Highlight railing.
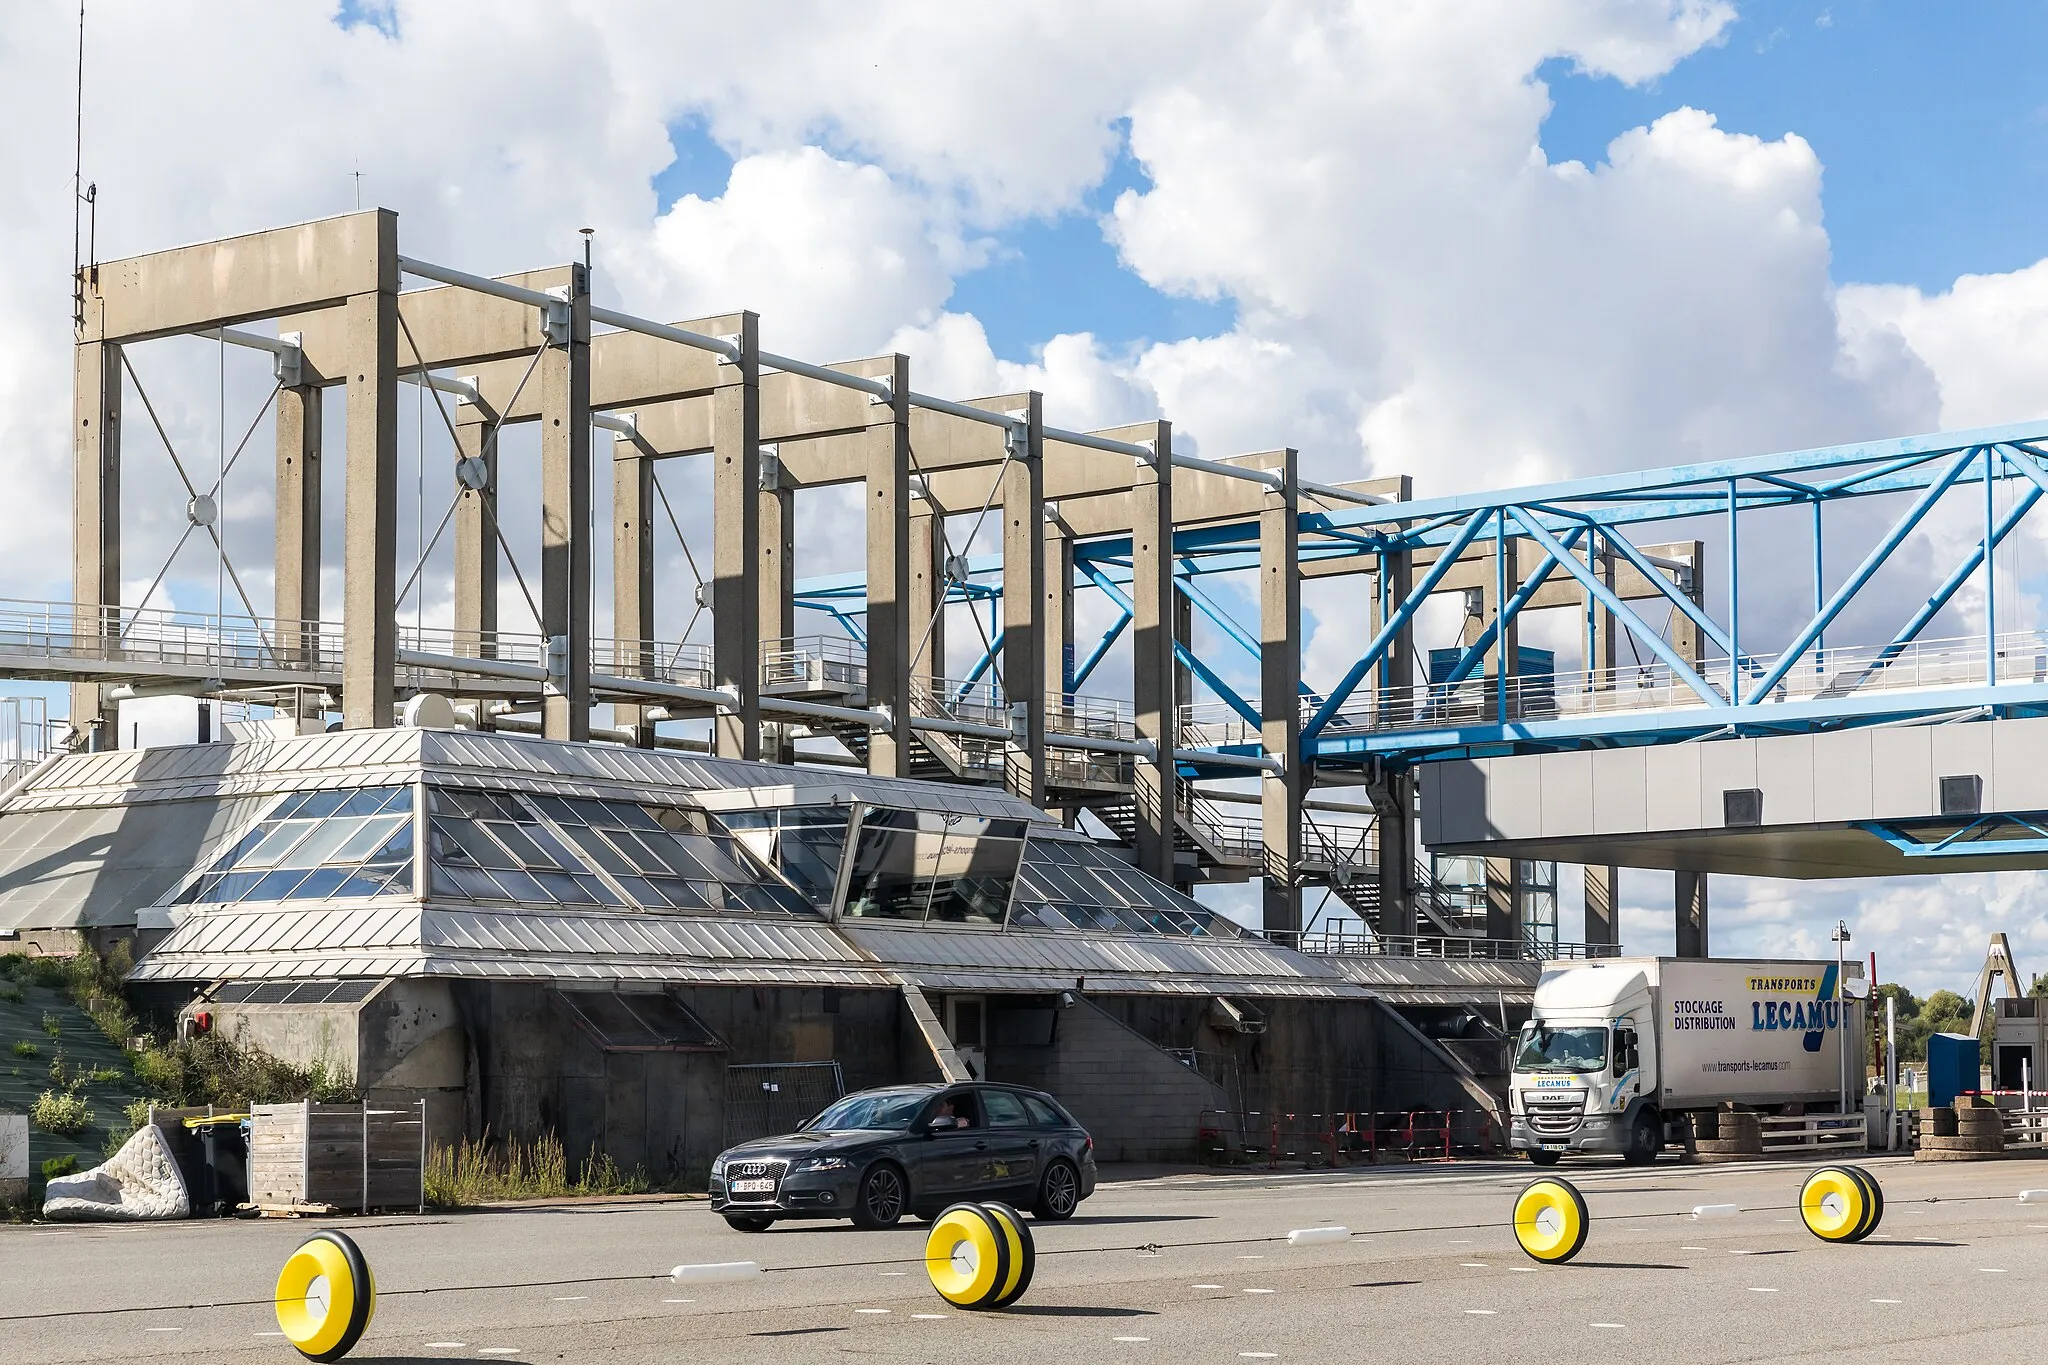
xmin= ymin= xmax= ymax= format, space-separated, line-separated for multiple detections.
xmin=1 ymin=695 xmax=53 ymax=788
xmin=1050 ymin=693 xmax=1135 ymax=742
xmin=1184 ymin=794 xmax=1262 ymax=861
xmin=1311 ymin=626 xmax=2048 ymax=736
xmin=761 ymin=635 xmax=865 ymax=691
xmin=1758 ymin=1113 xmax=1866 ymax=1153
xmin=1179 ymin=698 xmax=1260 ymax=749
xmin=1197 ymin=1107 xmax=1503 ymax=1166
xmin=1300 ymin=814 xmax=1375 ymax=871
xmin=1267 ymin=925 xmax=1613 ymax=960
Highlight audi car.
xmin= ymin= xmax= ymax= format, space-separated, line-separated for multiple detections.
xmin=709 ymin=1081 xmax=1097 ymax=1231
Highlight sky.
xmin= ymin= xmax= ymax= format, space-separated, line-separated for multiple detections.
xmin=4 ymin=1 xmax=2048 ymax=993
────────────────────────────────────────
▶ **Assignment**
Extract the full listing above verbatim; pictures are to be left out of the copy.

▶ **Problem solution**
Highlight railing.
xmin= ymin= xmax= ymax= format, space-separated, line-separated for multiple detections.
xmin=1 ymin=695 xmax=53 ymax=788
xmin=1050 ymin=693 xmax=1135 ymax=742
xmin=1184 ymin=794 xmax=1262 ymax=861
xmin=1311 ymin=626 xmax=2048 ymax=736
xmin=761 ymin=635 xmax=865 ymax=691
xmin=1758 ymin=1113 xmax=1866 ymax=1153
xmin=1179 ymin=698 xmax=1260 ymax=749
xmin=1197 ymin=1107 xmax=1503 ymax=1166
xmin=1300 ymin=814 xmax=1375 ymax=871
xmin=1267 ymin=925 xmax=1613 ymax=960
Highlight audi car.
xmin= ymin= xmax= ymax= format, space-separated, line-separated for multiple detections.
xmin=709 ymin=1081 xmax=1097 ymax=1231
Highlight sky.
xmin= ymin= xmax= ymax= format, space-separated, line-separated for multiple detections.
xmin=4 ymin=1 xmax=2048 ymax=993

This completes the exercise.